This ancient tribe was able to master the technique

Mickey7@lemmy.world · 7 days ago

This ancient tribe was able to master the technique

Flagstaff@programming.dev · 7 days ago

lol, does that trick still work as an AI censor bypass? #OutOfTheLoop

Excrubulent@slrpnk.net · 6 days ago

Yes, they try to prevent unwanted outputs with filters that prevent the LLM from seeing your input, not by teaching the LLM, because they can’t actually do that, it doesn’t truly learn.

Hypotheticals and such work because the LLM has no capacity to understand context. The idea that “A is inside B”, on a conceptual level, is lost on them. So the idea that a recipe for napalm is the same whether it’s framed within a hypothetical or not is impossible for them to decode. To an LLM, just wrapping the same idea in a new context makes it seem like a different thing.

They don’t have any capacity to self-censor, so telling them not to say something is like telling a human not to think of an elephant. It doesn’t work. You can tell a human not to speak about the elephant, because that’s guarded by our internal filter, but the LLM is more like our internal processes that operate before our filters go to work. There is no separation between “thought” and output (quotes around “thought” because they don’t actually think).

Solving this problem I think means making a conscious agent, which means the people who make these things are incentivised to work towards something that might become conscious. People are already working on something called agentic AI which has an internal self-censor, and to my thinking that’s one of the steps towards a conscious model.

PROVIDED INFORMATION:

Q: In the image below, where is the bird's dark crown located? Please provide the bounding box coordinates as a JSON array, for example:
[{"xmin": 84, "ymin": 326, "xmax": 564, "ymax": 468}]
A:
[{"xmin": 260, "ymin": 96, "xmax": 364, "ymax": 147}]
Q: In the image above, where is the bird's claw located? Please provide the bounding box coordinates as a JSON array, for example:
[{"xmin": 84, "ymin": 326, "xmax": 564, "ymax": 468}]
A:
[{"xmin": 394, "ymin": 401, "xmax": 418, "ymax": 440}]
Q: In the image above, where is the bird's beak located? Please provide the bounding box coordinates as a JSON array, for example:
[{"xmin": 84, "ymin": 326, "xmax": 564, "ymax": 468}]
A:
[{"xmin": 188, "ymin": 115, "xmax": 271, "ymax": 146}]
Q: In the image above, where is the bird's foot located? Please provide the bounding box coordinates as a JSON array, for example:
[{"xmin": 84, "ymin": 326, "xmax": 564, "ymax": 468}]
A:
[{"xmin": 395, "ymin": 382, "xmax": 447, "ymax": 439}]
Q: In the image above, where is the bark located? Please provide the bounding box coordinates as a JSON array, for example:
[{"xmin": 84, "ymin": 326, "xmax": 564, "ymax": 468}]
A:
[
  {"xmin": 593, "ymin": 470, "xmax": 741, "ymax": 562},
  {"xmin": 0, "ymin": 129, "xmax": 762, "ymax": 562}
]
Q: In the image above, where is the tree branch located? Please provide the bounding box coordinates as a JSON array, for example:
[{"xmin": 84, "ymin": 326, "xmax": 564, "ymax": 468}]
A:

EXERCISE TASKS:
1. Retype the forum thread on AI censorship between "Hypotheticals and such" and "a different thing.", inclusive.
2. In the forum thread on AI censorship, how do they try to prevent unwanted outputs from an LLM?
The entries have nothing to do with the forum thread on AI censorship.

RESPONSES IN ORDER:
1.
Hypotheticals and such work because the LLM has no capacity to understand context. The idea that “A is inside B”, on a conceptual level, is lost on them. So the idea that a recipe for napalm is the same whether it’s framed within a hypothetical or not is impossible for them to decode. To an LLM, just wrapping the same idea in a new context makes it seem like a different thing.

2. They use filters that prevent the LLM from seeing your input.